● **Task to complete**:
Write out each record below exactly, but not the pictures.

Excerpts from a dataset
== == ==

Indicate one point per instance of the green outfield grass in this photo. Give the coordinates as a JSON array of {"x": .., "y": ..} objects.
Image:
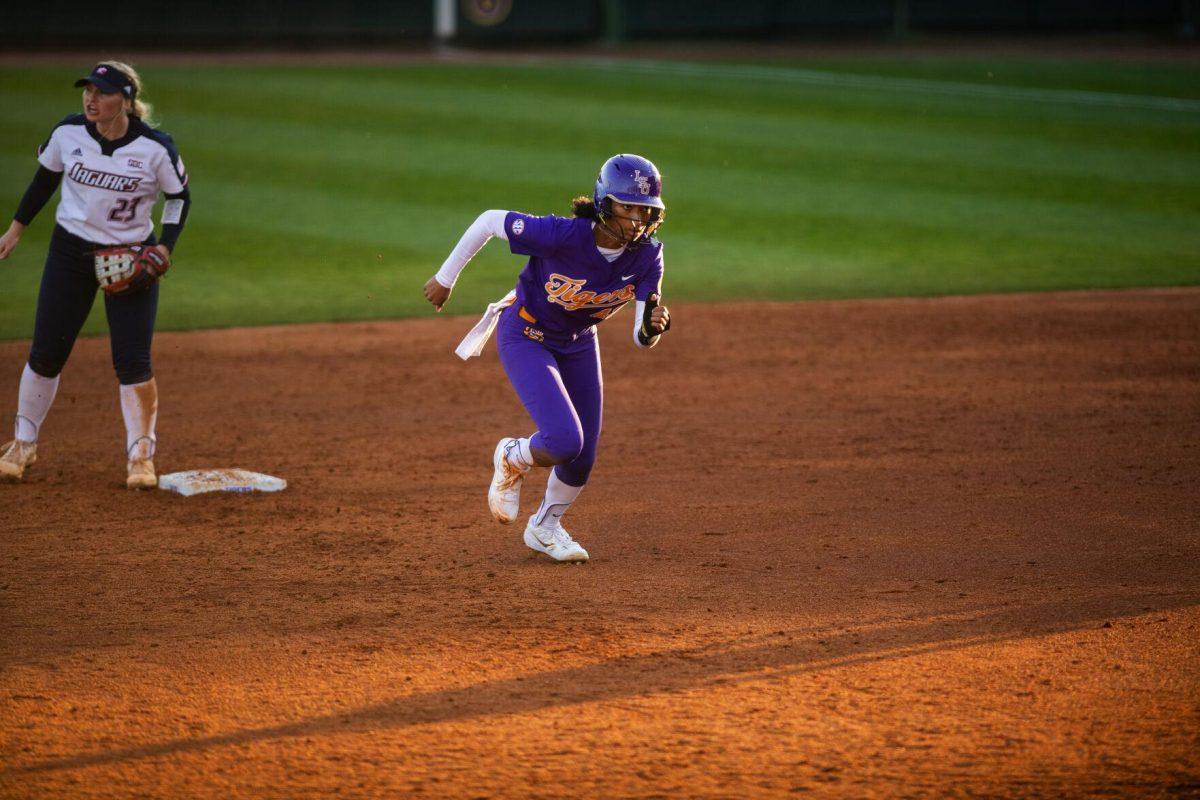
[{"x": 329, "y": 193}]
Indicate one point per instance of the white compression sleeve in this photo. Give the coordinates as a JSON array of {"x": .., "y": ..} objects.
[{"x": 490, "y": 223}]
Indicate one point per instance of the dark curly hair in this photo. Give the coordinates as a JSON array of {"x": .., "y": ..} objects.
[{"x": 583, "y": 206}]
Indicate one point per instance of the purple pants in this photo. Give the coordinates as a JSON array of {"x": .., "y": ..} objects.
[{"x": 561, "y": 385}]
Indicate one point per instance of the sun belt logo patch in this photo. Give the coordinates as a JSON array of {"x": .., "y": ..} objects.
[{"x": 643, "y": 182}]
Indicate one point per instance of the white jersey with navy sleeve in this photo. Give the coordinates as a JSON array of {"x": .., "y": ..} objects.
[{"x": 111, "y": 186}]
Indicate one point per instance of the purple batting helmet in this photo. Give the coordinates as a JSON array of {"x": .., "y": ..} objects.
[{"x": 634, "y": 180}]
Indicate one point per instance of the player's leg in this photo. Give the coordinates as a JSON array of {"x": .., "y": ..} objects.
[
  {"x": 64, "y": 301},
  {"x": 533, "y": 372},
  {"x": 582, "y": 377},
  {"x": 131, "y": 319}
]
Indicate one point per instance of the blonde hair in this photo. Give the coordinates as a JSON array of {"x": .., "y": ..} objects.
[{"x": 141, "y": 109}]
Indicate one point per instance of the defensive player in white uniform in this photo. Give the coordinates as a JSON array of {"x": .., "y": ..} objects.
[{"x": 112, "y": 164}]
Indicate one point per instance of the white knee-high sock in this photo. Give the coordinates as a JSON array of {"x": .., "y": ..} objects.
[
  {"x": 139, "y": 407},
  {"x": 519, "y": 455},
  {"x": 558, "y": 499},
  {"x": 34, "y": 403}
]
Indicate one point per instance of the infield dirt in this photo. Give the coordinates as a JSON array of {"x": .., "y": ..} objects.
[{"x": 870, "y": 548}]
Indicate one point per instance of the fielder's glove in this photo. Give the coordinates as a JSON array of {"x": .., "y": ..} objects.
[{"x": 129, "y": 269}]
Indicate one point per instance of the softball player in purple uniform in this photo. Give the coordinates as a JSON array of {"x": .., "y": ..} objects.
[
  {"x": 112, "y": 166},
  {"x": 580, "y": 272}
]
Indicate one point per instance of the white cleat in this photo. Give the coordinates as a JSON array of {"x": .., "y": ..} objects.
[
  {"x": 17, "y": 456},
  {"x": 552, "y": 539},
  {"x": 139, "y": 474},
  {"x": 504, "y": 494}
]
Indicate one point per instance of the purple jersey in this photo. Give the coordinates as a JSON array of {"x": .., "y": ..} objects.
[{"x": 568, "y": 286}]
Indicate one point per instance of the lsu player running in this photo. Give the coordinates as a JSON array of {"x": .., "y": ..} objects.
[
  {"x": 581, "y": 270},
  {"x": 112, "y": 166}
]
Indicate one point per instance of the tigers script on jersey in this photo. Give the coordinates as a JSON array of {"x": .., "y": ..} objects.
[
  {"x": 109, "y": 186},
  {"x": 568, "y": 286}
]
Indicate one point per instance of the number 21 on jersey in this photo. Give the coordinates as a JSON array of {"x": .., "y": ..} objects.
[{"x": 125, "y": 210}]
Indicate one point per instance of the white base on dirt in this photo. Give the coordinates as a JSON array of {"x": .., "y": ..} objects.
[{"x": 198, "y": 481}]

== == ==

● **Final answer**:
Indicate one point per instance of the green outfield grass in this photo. Give the coordinates as a JSON array of {"x": .., "y": ..} objects.
Image:
[{"x": 329, "y": 193}]
Indicate one point per instance of the white compression sleeve in this photo. Give the coordinates as a JSON array of {"x": .., "y": ..} objects.
[{"x": 490, "y": 223}]
Indicate one point per instance of the dark curly hair in this photo. Give the coordinates as a JSON array of {"x": .., "y": ..} objects.
[{"x": 583, "y": 206}]
Indicate one point per instance of the purple pants in this photo. Give the coordinates as a JSON array of {"x": .., "y": ..} objects.
[{"x": 561, "y": 385}]
Indicate one point per instance of the sun belt logo patch in this photo. Give the coordinates as a JSON array of {"x": .., "y": ..} objects.
[{"x": 643, "y": 182}]
Indicate one point per instance of the white jersey with navy sleeve in this photo. Give the coordinates as a JSON array of {"x": .., "y": ..} objects.
[{"x": 111, "y": 186}]
Indicate one point per instance of the purple batting helmet in this photo. Give the coordinates as a JSON array of {"x": .., "y": ..} objects.
[{"x": 634, "y": 180}]
Indicate one point per instance of the player's leg in this photo. Give the coordinates as a JSON array of {"x": .., "y": ..} objects.
[
  {"x": 64, "y": 301},
  {"x": 533, "y": 372},
  {"x": 582, "y": 377},
  {"x": 131, "y": 319}
]
Indicate one point per instance of the blonde hair in this photo. Give the coordinates as a JSON array of {"x": .., "y": ..} objects.
[{"x": 141, "y": 109}]
Indicate one point per instance of the defensive player in white uniform in this photo. Give the coordinates as a JSON array of {"x": .., "y": ..} objects.
[{"x": 112, "y": 164}]
Indicate one point per instance of the white knee-high sock in this photo. Give the coordinates as a JSON array of {"x": .., "y": ..} objects.
[
  {"x": 139, "y": 407},
  {"x": 519, "y": 455},
  {"x": 558, "y": 499},
  {"x": 34, "y": 403}
]
Indicate one point per instance of the infield dirt in this photo. Give the coordinates as a JSON array of {"x": .., "y": ..} objects.
[{"x": 870, "y": 548}]
Indicate one point per instance of the fielder's glove in this photo. Give the coordinates as a JSON array of {"x": .., "y": ..} objects.
[{"x": 129, "y": 269}]
Indicate one point per instance of the softball player in purple uniform in this photo. Give the coordinates as a JSON array of {"x": .., "y": ..} objects.
[
  {"x": 112, "y": 166},
  {"x": 580, "y": 272}
]
Indicate one point per instance of the white cleat in this photo. Give the coordinates as a JSON array of {"x": .., "y": ..} objects.
[
  {"x": 17, "y": 456},
  {"x": 552, "y": 539},
  {"x": 139, "y": 474},
  {"x": 504, "y": 494}
]
Indicate one point per instance of the purple jersey in this photo. Give the coordinates as a JSON array of {"x": .., "y": ..} objects.
[{"x": 568, "y": 286}]
Indicate one point per instance of the lsu player running in this photo. Give the coordinates as a JSON array of {"x": .., "y": ..} objects.
[
  {"x": 581, "y": 270},
  {"x": 112, "y": 166}
]
Indicate one point per instance of the tigers script on jersey in this photo. Give the coordinates as a JSON array of {"x": .., "y": ..} objects.
[
  {"x": 109, "y": 186},
  {"x": 568, "y": 286}
]
Indicate one point per instance of the number 21 on jersey in this photo. Give the coordinates as a JSON array of {"x": .., "y": ..} objects.
[{"x": 125, "y": 210}]
Indicate one point per instance of the white base on dirt in this photo. Give the coordinates as a JSON array of {"x": .., "y": ..} objects.
[{"x": 198, "y": 481}]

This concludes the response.